Input data ::
- Opening Delimiter -
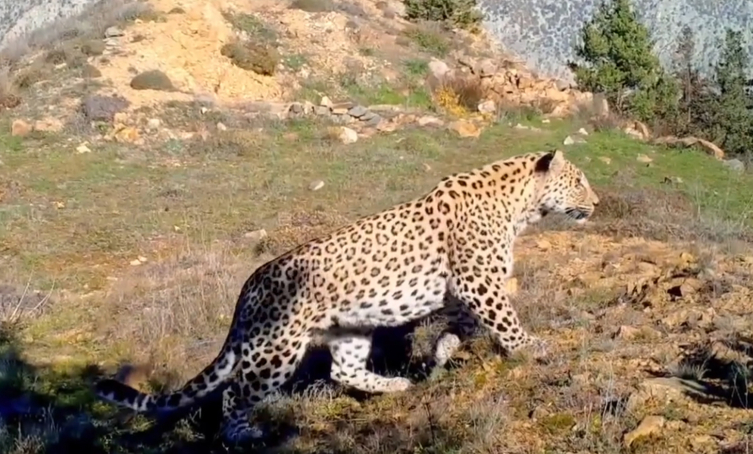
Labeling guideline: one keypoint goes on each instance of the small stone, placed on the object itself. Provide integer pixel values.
(20, 128)
(650, 425)
(486, 68)
(316, 185)
(113, 32)
(438, 68)
(543, 245)
(48, 125)
(428, 120)
(358, 111)
(296, 108)
(126, 135)
(375, 120)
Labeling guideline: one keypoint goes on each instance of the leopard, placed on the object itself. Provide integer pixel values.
(447, 251)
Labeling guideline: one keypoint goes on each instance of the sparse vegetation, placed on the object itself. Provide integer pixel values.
(152, 80)
(121, 252)
(313, 6)
(619, 63)
(429, 39)
(457, 13)
(259, 58)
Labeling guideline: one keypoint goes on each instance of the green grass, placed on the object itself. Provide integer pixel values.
(72, 223)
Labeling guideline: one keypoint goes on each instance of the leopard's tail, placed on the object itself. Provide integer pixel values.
(220, 369)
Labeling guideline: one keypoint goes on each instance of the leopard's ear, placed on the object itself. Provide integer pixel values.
(551, 162)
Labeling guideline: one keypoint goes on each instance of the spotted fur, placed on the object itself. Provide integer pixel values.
(449, 250)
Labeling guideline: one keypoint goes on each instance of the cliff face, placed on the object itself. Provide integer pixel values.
(542, 32)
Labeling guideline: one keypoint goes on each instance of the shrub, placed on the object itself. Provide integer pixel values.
(617, 51)
(458, 13)
(428, 39)
(152, 80)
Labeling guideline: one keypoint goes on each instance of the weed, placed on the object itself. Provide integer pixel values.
(152, 80)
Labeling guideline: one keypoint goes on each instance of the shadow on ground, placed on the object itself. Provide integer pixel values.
(50, 410)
- Closing Delimiter -
Write out, exactly as given, the line containing "the leopard, placed" and every line after it to the end of the records. Include nothing else.

Reply to the exercise ::
Labeling guideline: one keypoint goes on each instance of the leopard, placed on the object itself. Provide integer pixel values.
(447, 251)
Labeling guideline: one keypoint goes on each instance of the sparse vegetation, placed on the object itself. Provide integer pixel values.
(152, 80)
(121, 252)
(313, 6)
(619, 63)
(429, 39)
(457, 13)
(259, 58)
Labeling guideline: one keypoint goes on each instance of the green grass, placed on the object itself. Provide integer pixel values.
(72, 223)
Labeling guideline: one keypoint goes on each instance of the leopard's tail, placed on the object itself. Provide integer pixel values.
(220, 369)
Labeling guideline: one keypoint goes on each instance of the leopard's ear, placed on the object itself. Provide integer pixel values.
(551, 162)
Labeling guideline: one keypoint goes on each instance of the spotted fur, placed on the object itself. Provide integer pixel values.
(449, 250)
Labeling guideline: one keypoint goes on each instance of the cliff face, placed on the object itself. Provide integer pixel values.
(542, 32)
Labeling guideline: one keypoint goes on each instance of the shrub, placed on the object itself. Provide integer pixel values.
(617, 51)
(458, 13)
(428, 39)
(152, 80)
Labeling guideline: one keypoint goes on each instance of the weed, placed on the object itself. Provide integer pixel values.
(152, 80)
Labeling guideline: one keypoint goes on each instance of the shadow on ground, placed on the object itself. Provide integer pixel values.
(50, 410)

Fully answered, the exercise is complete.